= 给定文本 =
PointXYZIRT cloud_distortion::pointDistortionRemoval(PointXYZIRT currentPoint)
{
    if(!currentPointEulerTrans( currentPoint.time ))
        return  currentPoint;
    Eigen::Vector3d euler(currentPointEulerTranslation.euler_z,currentPointEulerTranslation.euler_y,currentPointEulerTranslation.euler_x);  // 对应 z y x
    Eigen::Matrix3d rotation_matrix;
    rotation_matrix = Eigen::AngleAxisd(euler[0], Eigen::Vector3d::UnitZ()) *
                      Eigen::AngleAxisd(euler[1], Eigen::Vector3d::UnitY()) *
                      Eigen::AngleAxisd(euler[2], Eigen::Vector3d::UnitX());
    Eigen::Matrix4d rotaTrans;
    for(int i=0 ;i<3 ;i++)
    {
        rotaTrans(0,i)= rotation_matrix(0,i);
        rotaTrans(1,i)= rotation_matrix(1,i);
        rotaTrans(2,i)= rotation_matrix(2,i);
        rotaTrans(3,i)= 0;
    }
    rotaTrans(0,3)= currentPointEulerTranslation.translation_x;
    rotaTrans(1,3)= currentPointEulerTranslation.translation_y;
    rotaTrans(2,3)= currentPointEulerTranslation.translation_z;
    rotaTrans(3,3)= 1;

    Eigen::MatrixXd oriPoint(4,1);
    oriPoint(0,0)= currentPoint.x;
    oriPoint(1,0)= currentPoint.y;
    oriPoint(2,0)= currentPoint.z;
    oriPoint(3,0)= 1;
    //去畸变
    Eigen::MatrixXd newPoint=rotaTrans*oriPoint; //lidartoimu_ni
    PointXYZIRT newCurrentPoint;
    newCurrentPoint.x = newPoint(0,0);
    newCurrentPoint.y = newPoint(1,0);
    newCurrentPoint.z = newPoint(2,0);
    newCurrentPoint.intensity= currentPoint.intensity;
    newCurrentPoint.ring     = currentPoint.ring;
    newCurrentPoint.time     = currentPoint.time;

    return newCurrentPoint;
}

bool cloud_distortion::currentPointEulerTrans(double currentPointTime )
{
    if (currentEulerTransVec.empty())
        return false;
    double thisPointTime= currentCloudtime + currentPointTime;
    eulerTranslation currentPointEulerTransBegin;
    eulerTranslation currentPointEulerTransEnd;

    for(std::size_t i=0 ;i < currentEulerTransVec.size() ;i++)
    {
        if(currentEulerTransVec[i].time <= thisPointTime )

= 题目说明 =
把上面这段点云去畸变代码从“return false;”到“< currentEulerTransVec.size() ;i++)”的部分照抄下来，开头和结尾那两处也要抄上。

= 所给记录 =
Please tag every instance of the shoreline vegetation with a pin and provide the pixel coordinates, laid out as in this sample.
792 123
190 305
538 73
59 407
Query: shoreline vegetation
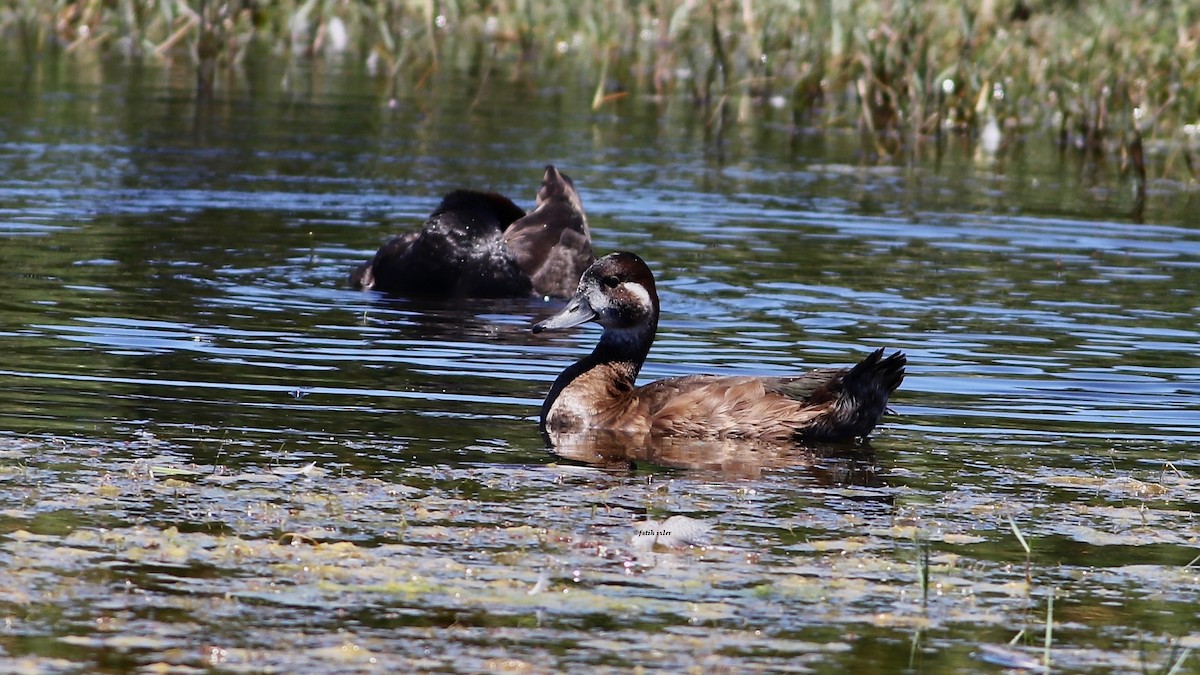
1108 79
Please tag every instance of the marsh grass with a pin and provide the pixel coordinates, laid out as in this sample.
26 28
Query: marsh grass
1107 78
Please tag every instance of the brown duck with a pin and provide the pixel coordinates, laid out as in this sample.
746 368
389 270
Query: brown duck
599 392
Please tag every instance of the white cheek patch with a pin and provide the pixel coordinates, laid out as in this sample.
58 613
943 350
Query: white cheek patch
641 293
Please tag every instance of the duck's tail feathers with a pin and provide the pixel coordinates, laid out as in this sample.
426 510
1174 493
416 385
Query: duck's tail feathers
861 400
875 374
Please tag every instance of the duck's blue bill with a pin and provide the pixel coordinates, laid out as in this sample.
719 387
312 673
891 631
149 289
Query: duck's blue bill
577 311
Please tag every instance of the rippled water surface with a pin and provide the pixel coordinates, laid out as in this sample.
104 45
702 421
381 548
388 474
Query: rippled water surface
215 454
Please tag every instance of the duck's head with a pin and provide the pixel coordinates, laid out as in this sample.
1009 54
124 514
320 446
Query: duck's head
617 292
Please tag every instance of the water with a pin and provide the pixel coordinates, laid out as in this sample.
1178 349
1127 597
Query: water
215 454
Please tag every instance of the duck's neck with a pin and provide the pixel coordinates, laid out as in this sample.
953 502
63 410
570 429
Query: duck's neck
610 369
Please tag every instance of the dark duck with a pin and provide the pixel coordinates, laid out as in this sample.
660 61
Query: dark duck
599 392
480 244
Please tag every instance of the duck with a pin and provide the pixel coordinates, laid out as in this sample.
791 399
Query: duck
480 244
599 393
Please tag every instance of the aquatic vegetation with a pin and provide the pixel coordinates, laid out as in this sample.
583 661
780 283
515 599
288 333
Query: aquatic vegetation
1103 78
213 566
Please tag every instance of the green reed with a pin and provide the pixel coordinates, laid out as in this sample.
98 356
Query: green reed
1108 78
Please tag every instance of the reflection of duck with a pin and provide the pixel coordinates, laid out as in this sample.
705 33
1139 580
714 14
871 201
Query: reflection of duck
616 451
598 393
480 244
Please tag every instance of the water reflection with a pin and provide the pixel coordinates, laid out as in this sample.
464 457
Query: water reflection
835 464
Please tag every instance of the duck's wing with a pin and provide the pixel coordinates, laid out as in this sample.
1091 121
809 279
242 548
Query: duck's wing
378 272
827 404
459 251
711 406
552 244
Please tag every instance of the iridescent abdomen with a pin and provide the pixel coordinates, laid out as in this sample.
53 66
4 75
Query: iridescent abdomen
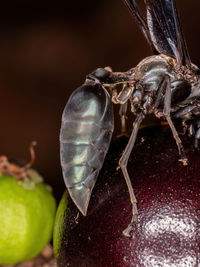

= 参考答案 =
return false;
    double thisPointTime= currentCloudtime + currentPointTime;
    eulerTranslation currentPointEulerTransBegin;
    eulerTranslation currentPointEulerTransEnd;

    for(std::size_t i=0 ;i < currentEulerTransVec.size() ;i++)